▸ **Исходный текст**
☆ ☆ ☆ ☆ ☆
Арест, как правило, производился на основании данных обыска, подкрепленных сведениями наружного наблюдения, перлюстрации и агентурной информацией. В ранние годы наружное наблюдение было поставлено слабо, приобретением же агентуры многие жандармы откровенно брезговали4. Соответственно основным оружием правосудия были обыски, часто безрезультатные.

Примечательна история ареста врача Сергея Яковлевича Ел-патьевского, впоследствии известного писателя и публициста, произошедшая на заре его деятельности, в 1880 г., в Скопинском уезде Рязанской области. Елпатьевский был немало удивлен, когда явившийся для обыска ротмистр вначале попросил подозреваемого указать не только свой кабинет (в других комнатах обыск не производился), но и втайне от также присутствовавшего в доме исправника выбрать для осмотра безопасный для себя ящик письменного стола. Вслед за обыском последовал и допрос, который «велся в весьма деликатном тоне»5. Впоследствии Елпатьевский свел знакомство с ротмистром, и когда последнему из С.-Петербурга пришла телеграмма об аресте, тот, к вящему недоумению арестованно-

го, наотрез отказался отправлять его в тюрьму: «Вы не знаете, что за тюрьма здесь. Гнилушка, грязь, вонь, камеры холодные, гулять негде. Клоака... Вы останетесь у меня»6.

Несколько дней провел врач в доме у жандармского ротмистра, причем хозяин позвал на ужин друзей арестанта, вызвал из деревни его жену и детей. В конце концов, арестант из чувства неловкости настоял на своей отправке в тюрьму. Любопытно, что подобное поведение ротмистра Елпатьевский был склонен объяснять молодостью жандарма и особой благотворной атмосферой «именин сердца», сопутствовавшей правлению М.Т. Лорис-Меликова7.
☆ ☆ ☆ ☆ ☆
▸ **Выдержка из данных**
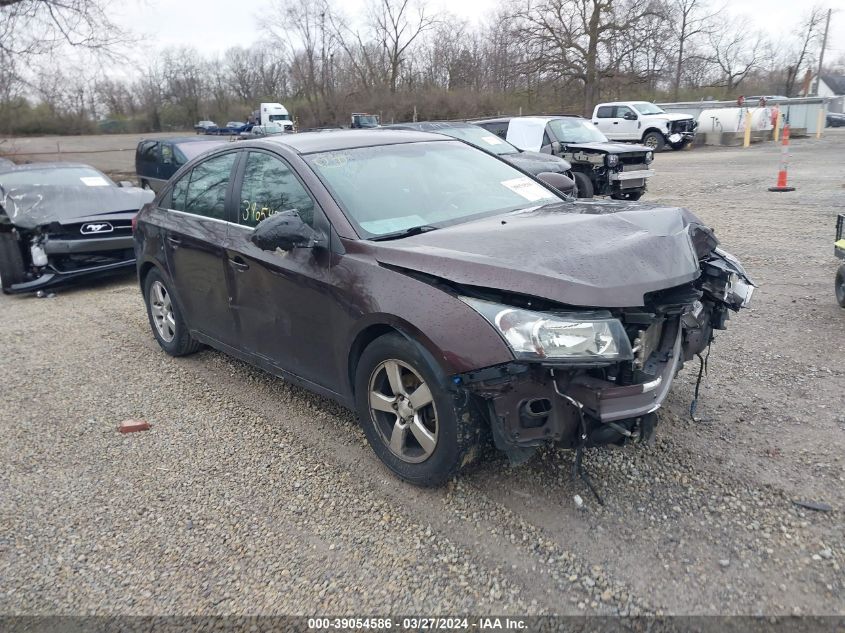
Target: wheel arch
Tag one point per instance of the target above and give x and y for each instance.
(651, 129)
(380, 326)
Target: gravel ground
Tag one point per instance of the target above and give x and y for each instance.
(249, 495)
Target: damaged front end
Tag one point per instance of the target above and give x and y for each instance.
(609, 392)
(50, 235)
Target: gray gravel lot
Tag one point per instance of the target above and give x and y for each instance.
(249, 495)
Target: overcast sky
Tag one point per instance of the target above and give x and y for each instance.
(211, 26)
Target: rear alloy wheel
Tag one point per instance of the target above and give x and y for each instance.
(655, 141)
(166, 321)
(410, 417)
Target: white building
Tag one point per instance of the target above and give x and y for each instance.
(833, 86)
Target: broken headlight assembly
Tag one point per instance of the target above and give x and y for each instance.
(570, 337)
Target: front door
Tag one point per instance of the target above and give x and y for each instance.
(626, 124)
(195, 243)
(282, 301)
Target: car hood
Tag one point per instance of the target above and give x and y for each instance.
(30, 206)
(596, 254)
(537, 162)
(608, 148)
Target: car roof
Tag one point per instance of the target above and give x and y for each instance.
(309, 142)
(426, 126)
(197, 138)
(41, 166)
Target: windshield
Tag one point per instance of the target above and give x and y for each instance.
(648, 108)
(61, 177)
(479, 137)
(572, 130)
(390, 188)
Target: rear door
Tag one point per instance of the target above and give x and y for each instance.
(282, 302)
(196, 235)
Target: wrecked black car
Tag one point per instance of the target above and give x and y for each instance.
(60, 221)
(535, 163)
(444, 295)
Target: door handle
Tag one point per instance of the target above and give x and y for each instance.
(238, 264)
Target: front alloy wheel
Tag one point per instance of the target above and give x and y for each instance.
(417, 424)
(403, 411)
(167, 323)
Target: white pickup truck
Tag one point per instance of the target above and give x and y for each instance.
(646, 123)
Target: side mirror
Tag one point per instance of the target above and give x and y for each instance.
(561, 182)
(284, 230)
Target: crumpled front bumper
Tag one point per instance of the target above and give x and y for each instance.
(531, 404)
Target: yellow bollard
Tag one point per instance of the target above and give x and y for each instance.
(747, 140)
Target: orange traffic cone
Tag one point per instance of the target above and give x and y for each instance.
(784, 156)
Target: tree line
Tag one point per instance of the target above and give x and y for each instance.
(399, 60)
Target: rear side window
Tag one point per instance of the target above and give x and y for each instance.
(270, 186)
(202, 191)
(148, 151)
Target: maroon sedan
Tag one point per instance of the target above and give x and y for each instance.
(444, 294)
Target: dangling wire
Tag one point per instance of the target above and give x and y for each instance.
(702, 371)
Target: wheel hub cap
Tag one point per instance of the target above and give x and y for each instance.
(403, 411)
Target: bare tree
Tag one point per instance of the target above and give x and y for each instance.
(689, 19)
(36, 27)
(799, 54)
(396, 25)
(736, 50)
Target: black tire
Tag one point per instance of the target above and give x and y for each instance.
(655, 141)
(458, 431)
(583, 184)
(12, 269)
(182, 343)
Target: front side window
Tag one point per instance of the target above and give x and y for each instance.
(623, 111)
(270, 186)
(391, 188)
(648, 108)
(202, 191)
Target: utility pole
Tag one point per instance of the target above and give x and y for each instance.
(821, 55)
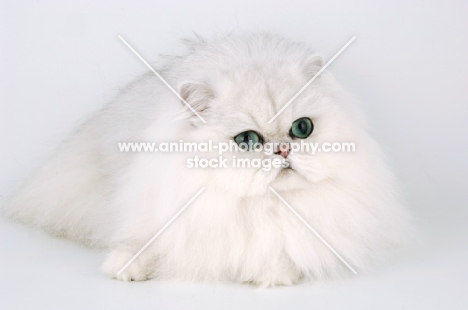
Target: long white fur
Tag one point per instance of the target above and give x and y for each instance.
(237, 230)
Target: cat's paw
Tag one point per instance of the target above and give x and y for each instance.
(140, 269)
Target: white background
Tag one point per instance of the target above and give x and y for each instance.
(408, 66)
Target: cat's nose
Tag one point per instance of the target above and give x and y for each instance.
(283, 150)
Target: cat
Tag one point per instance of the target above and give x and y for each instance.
(237, 229)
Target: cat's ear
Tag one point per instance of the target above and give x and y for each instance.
(313, 65)
(197, 95)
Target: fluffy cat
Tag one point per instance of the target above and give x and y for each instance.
(237, 229)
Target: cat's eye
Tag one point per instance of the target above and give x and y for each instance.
(249, 138)
(301, 128)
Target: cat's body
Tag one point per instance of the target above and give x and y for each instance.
(237, 229)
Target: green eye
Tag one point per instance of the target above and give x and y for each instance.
(301, 128)
(249, 138)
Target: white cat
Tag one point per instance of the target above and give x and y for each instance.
(236, 229)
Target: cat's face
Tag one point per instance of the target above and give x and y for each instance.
(239, 107)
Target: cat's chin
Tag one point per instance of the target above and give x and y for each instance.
(289, 179)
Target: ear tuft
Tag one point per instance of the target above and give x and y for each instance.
(313, 65)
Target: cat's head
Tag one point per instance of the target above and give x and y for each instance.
(239, 87)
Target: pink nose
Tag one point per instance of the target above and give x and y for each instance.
(283, 150)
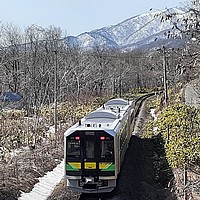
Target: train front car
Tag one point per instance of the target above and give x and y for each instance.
(92, 150)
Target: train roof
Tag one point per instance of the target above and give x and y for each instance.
(107, 117)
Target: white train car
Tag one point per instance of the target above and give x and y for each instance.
(96, 145)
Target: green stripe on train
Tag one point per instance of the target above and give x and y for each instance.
(71, 168)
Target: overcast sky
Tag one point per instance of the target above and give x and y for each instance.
(77, 16)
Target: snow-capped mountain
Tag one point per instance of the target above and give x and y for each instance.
(148, 30)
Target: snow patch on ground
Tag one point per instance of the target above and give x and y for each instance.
(43, 189)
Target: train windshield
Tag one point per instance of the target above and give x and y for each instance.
(107, 149)
(73, 148)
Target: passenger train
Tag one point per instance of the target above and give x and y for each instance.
(96, 145)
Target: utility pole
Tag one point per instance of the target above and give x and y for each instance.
(55, 91)
(165, 76)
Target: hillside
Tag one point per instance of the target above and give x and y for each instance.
(148, 30)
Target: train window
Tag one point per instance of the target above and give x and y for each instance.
(89, 149)
(73, 148)
(106, 149)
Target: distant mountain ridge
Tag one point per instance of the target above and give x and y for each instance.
(141, 31)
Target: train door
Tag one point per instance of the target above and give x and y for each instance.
(90, 155)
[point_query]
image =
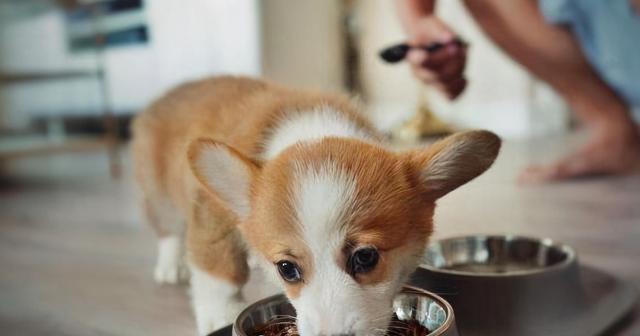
☆ ☆ ☆ ☆ ☆
▸ **Задание**
Перепечатайте без изменений фрагмент исходного текста, начиная со слов «го, наотрез отказался» и заканчивая словами «правлению М.Т. Лорис-Меликова7.».

▸ **Ответ**
го, наотрез отказался отправлять его в тюрьму: «Вы не знаете, что за тюрьма здесь. Гнилушка, грязь, вонь, камеры холодные, гулять негде. Клоака... Вы останетесь у меня»6.

Несколько дней провел врач в доме у жандармского ротмистра, причем хозяин позвал на ужин друзей арестанта, вызвал из деревни его жену и детей. В конце концов, арестант из чувства неловкости настоял на своей отправке в тюрьму. Любопытно, что подобное поведение ротмистра Елпатьевский был склонен объяснять молодостью жандарма и особой благотворной атмосферой «именин сердца», сопутствовавшей правлению М.Т. Лорис-Меликова7.